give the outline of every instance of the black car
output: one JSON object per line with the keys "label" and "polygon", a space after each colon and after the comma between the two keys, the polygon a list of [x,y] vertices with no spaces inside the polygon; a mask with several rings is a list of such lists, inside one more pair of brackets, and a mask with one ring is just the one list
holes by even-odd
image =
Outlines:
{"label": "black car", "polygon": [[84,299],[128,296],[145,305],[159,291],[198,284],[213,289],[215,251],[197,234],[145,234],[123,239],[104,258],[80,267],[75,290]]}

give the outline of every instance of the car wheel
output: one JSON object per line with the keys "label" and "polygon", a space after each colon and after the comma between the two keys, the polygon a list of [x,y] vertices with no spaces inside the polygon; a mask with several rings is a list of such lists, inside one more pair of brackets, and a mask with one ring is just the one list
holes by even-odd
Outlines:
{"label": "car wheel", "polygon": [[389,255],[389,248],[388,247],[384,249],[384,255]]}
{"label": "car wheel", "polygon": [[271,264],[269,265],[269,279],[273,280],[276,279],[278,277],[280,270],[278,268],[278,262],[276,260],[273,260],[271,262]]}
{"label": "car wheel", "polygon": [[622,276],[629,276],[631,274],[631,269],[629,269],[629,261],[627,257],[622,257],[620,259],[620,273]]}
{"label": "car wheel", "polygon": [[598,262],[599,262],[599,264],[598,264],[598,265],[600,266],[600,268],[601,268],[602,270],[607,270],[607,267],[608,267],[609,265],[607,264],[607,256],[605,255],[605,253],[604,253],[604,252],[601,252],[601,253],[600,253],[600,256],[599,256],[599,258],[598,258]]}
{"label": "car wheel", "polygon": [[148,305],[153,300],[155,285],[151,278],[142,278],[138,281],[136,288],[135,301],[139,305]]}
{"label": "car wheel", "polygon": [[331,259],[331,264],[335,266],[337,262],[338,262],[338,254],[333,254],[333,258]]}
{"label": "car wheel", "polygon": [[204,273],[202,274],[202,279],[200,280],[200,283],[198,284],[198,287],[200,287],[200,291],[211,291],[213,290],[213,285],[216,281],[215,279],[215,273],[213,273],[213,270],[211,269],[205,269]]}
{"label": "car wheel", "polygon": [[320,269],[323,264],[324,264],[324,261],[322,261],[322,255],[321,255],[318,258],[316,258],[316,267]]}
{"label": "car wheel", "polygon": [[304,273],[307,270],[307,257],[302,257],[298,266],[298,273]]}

» Problem details
The records above must be transcribed in full, word for word.

» Written answer
give the outline of every instance of the black car
output: one JSON object per line with the keys "label" and "polygon", a space after each colon and after the comma between the two keys, the polygon a list of [x,y] vertices with no spaces inside the polygon; a mask with several rings is a list of such lists, inside one more pair of brackets, and a mask with one ring is just the one list
holes by even-odd
image =
Outlines:
{"label": "black car", "polygon": [[84,299],[128,296],[145,305],[159,291],[198,284],[213,289],[215,251],[197,234],[145,234],[123,239],[104,258],[80,267],[75,290]]}

give the outline of every instance of the car wheel
output: one JSON object per line with the keys "label" and "polygon", a space after each colon and after the comma between the two keys, the polygon a list of [x,y] vertices with no spaces inside the polygon; a mask with several rings is a list of such lists, inside one more pair of brackets, and a mask with one ring is just the one list
holes by even-odd
Outlines:
{"label": "car wheel", "polygon": [[389,255],[389,248],[388,247],[384,249],[384,255]]}
{"label": "car wheel", "polygon": [[271,264],[269,265],[269,279],[273,280],[276,279],[278,277],[280,270],[278,268],[278,262],[276,260],[273,260],[271,262]]}
{"label": "car wheel", "polygon": [[622,276],[629,276],[631,274],[631,269],[629,269],[629,261],[627,257],[622,257],[620,259],[620,273]]}
{"label": "car wheel", "polygon": [[598,262],[599,262],[599,264],[598,264],[598,265],[600,266],[600,268],[601,268],[602,270],[607,270],[607,267],[608,267],[609,265],[607,264],[607,256],[605,255],[605,253],[604,253],[604,252],[601,252],[601,253],[600,253],[600,256],[599,256],[599,258],[598,258]]}
{"label": "car wheel", "polygon": [[148,305],[153,300],[155,285],[151,278],[142,278],[138,281],[136,288],[135,301],[139,305]]}
{"label": "car wheel", "polygon": [[331,259],[331,264],[335,266],[337,262],[338,262],[338,254],[333,254],[333,258]]}
{"label": "car wheel", "polygon": [[204,273],[202,274],[202,279],[200,280],[200,283],[198,284],[198,287],[200,287],[200,291],[211,291],[213,290],[213,285],[216,281],[215,279],[215,273],[213,273],[213,270],[211,269],[205,269]]}
{"label": "car wheel", "polygon": [[320,269],[323,264],[324,264],[324,261],[322,261],[322,255],[321,255],[318,258],[316,258],[316,267]]}
{"label": "car wheel", "polygon": [[304,273],[307,270],[307,257],[302,257],[298,266],[298,273]]}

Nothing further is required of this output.